[Records from a data collection]
= Beginning of Section =

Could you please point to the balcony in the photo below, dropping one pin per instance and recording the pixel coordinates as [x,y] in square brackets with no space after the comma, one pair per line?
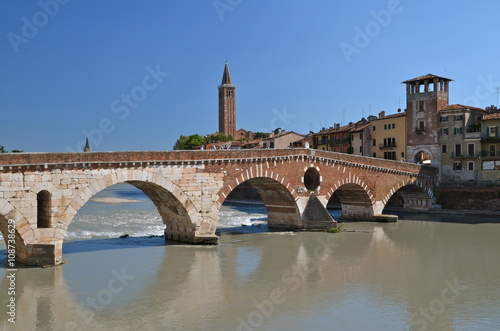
[387,146]
[472,135]
[491,139]
[482,154]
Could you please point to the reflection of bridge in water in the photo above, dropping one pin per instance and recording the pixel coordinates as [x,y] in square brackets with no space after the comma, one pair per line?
[211,287]
[42,192]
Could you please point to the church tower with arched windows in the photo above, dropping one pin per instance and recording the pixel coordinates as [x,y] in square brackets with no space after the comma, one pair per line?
[227,104]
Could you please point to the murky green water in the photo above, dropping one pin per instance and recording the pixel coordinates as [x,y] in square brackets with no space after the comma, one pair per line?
[422,273]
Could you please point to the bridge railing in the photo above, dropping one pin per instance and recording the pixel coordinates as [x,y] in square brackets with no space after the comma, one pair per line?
[136,158]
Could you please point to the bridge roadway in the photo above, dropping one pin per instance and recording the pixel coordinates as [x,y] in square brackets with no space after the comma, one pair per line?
[42,192]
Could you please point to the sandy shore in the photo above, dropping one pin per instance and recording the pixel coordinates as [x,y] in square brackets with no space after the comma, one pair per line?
[114,200]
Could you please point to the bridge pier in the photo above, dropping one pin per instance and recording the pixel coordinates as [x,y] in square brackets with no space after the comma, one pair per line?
[41,253]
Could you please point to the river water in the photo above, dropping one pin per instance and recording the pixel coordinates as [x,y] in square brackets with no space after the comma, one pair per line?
[425,272]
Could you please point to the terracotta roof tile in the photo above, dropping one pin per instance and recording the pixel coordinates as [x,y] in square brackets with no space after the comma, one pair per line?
[492,116]
[390,116]
[428,76]
[458,106]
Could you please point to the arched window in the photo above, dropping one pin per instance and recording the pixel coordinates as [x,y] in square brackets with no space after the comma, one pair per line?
[43,209]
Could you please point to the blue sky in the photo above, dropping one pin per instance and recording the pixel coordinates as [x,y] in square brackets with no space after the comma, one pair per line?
[134,75]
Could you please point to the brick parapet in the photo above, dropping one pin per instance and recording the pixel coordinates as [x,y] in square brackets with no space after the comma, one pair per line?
[47,161]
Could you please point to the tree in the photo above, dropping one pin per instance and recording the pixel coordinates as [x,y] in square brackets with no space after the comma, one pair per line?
[189,142]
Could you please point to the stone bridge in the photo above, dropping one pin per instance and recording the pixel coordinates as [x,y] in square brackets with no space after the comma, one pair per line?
[42,192]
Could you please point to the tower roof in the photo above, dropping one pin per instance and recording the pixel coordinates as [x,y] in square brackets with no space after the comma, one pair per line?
[226,77]
[428,76]
[87,147]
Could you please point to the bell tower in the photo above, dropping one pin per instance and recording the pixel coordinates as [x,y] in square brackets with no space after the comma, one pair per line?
[227,104]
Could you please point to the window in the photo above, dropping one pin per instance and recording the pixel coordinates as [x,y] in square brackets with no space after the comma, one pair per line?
[43,209]
[390,155]
[491,165]
[470,149]
[492,149]
[421,106]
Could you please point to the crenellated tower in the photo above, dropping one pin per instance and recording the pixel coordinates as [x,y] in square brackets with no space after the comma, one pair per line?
[425,97]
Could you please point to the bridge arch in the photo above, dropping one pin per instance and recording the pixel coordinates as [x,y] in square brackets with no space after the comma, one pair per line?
[281,207]
[355,201]
[178,213]
[9,212]
[411,196]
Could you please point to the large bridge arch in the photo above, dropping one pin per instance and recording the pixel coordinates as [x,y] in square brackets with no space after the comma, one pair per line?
[281,207]
[181,219]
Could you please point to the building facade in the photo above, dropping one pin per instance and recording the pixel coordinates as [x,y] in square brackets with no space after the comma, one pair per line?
[490,145]
[425,96]
[361,138]
[460,143]
[335,139]
[388,134]
[227,104]
[281,140]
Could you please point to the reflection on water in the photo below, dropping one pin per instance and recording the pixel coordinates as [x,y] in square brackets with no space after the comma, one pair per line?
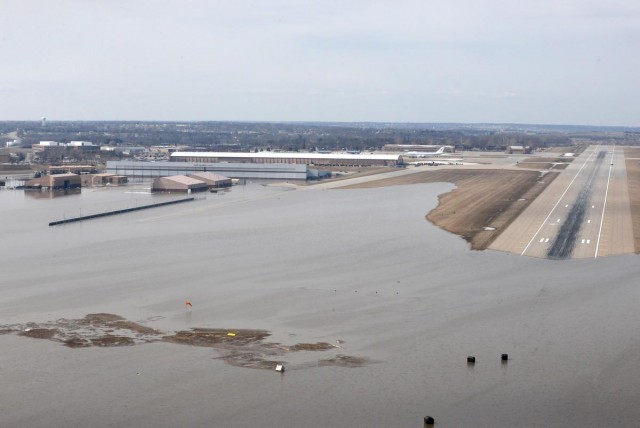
[290,262]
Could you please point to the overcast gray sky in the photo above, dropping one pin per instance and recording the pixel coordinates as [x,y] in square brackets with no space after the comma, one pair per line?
[525,61]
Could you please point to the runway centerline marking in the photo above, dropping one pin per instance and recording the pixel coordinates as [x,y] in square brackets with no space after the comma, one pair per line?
[604,204]
[556,204]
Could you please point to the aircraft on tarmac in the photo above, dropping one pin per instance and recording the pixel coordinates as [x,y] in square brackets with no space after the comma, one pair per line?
[440,152]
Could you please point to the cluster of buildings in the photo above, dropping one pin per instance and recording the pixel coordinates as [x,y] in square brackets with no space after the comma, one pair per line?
[70,180]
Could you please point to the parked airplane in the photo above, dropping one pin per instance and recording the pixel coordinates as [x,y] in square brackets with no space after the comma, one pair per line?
[426,154]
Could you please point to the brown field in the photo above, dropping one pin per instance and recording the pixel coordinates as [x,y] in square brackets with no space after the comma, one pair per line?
[238,347]
[484,203]
[542,165]
[632,162]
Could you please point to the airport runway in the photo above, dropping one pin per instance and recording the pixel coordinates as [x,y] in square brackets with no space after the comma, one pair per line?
[584,213]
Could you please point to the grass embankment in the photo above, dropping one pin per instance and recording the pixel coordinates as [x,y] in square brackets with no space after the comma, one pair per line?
[632,163]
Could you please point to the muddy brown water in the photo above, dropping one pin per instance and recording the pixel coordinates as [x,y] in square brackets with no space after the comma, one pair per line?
[360,269]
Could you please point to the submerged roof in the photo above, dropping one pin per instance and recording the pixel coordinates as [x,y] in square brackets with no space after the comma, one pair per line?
[287,155]
[183,179]
[209,176]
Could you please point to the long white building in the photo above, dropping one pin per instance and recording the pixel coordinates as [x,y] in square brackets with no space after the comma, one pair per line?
[317,159]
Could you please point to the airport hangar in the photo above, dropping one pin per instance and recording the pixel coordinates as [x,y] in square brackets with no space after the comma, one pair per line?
[316,159]
[261,165]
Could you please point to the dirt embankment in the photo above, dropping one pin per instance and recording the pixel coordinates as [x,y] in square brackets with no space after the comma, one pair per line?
[484,203]
[632,163]
[546,163]
[238,347]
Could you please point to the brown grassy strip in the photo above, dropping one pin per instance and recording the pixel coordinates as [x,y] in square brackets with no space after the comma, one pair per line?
[482,198]
[632,163]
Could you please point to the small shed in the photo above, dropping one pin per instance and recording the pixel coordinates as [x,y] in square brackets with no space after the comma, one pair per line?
[55,182]
[213,180]
[104,179]
[178,183]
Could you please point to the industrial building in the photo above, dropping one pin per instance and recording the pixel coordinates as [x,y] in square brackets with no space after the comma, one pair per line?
[278,171]
[317,159]
[92,180]
[55,182]
[178,183]
[417,148]
[214,181]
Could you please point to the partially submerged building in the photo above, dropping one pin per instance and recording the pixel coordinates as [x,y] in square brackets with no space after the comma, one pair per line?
[276,171]
[178,184]
[55,182]
[213,180]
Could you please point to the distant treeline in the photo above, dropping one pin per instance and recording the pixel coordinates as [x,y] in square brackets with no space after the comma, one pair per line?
[241,136]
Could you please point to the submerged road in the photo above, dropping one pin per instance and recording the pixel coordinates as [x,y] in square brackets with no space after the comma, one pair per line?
[584,213]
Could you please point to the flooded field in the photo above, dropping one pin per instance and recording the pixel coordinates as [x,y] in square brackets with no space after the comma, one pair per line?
[372,310]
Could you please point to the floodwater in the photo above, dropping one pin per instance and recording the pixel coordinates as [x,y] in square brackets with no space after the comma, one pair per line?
[362,267]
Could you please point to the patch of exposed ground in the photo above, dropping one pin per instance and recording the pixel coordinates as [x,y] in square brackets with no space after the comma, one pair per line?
[238,347]
[632,163]
[344,361]
[484,202]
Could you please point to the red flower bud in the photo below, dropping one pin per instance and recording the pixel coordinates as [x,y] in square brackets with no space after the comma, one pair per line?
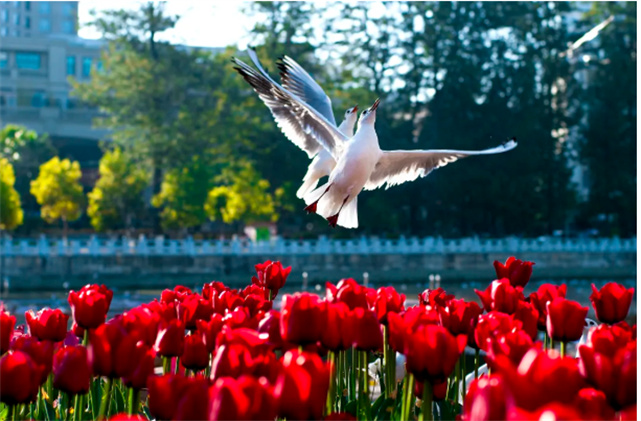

= End of Section =

▶ **Required action**: Please write out the lines above, beginning at the line with "Could you please point to the patch" and ending at the last line of the records, exactly as they appear and without pictures.

▶ **Reply to the exercise**:
Could you please point to the patch of exposed ground in the photo above, dropping one pin per instance and recording the pixel coordinates as [x,y] in square brackets with no space after the comma, one pair per line?
[238,347]
[632,163]
[344,361]
[484,202]
Could you please point to the red flower bud in the photo below, dropping one pin per instance and recording the pixel coordinates as [x,y] in square brackets with no space after the comma, one pair per line?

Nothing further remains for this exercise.